GOAL OF THE EXERCISE => Collect every line in the items below that contains the word "instance".

===== AVAILABLE DATA

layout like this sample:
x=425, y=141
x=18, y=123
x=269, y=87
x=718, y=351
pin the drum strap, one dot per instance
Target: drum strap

==========
===== AVAILABLE DATA

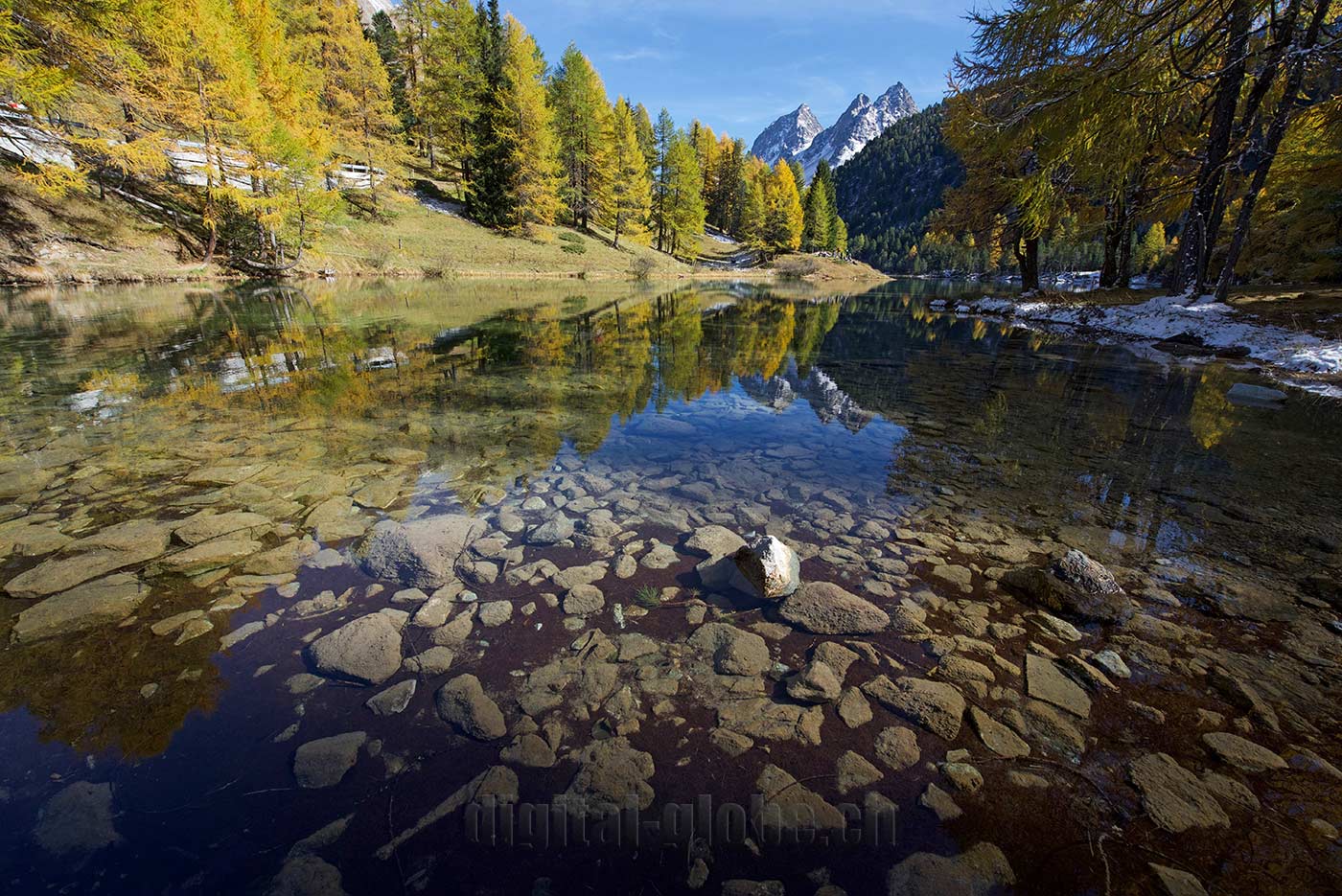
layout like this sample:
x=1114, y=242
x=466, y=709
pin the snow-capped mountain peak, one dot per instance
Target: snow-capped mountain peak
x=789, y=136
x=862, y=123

==========

FINAL RESULT =>
pin the drum strap, one dot per instance
pin the snow-capped mountain peak, one dot per instance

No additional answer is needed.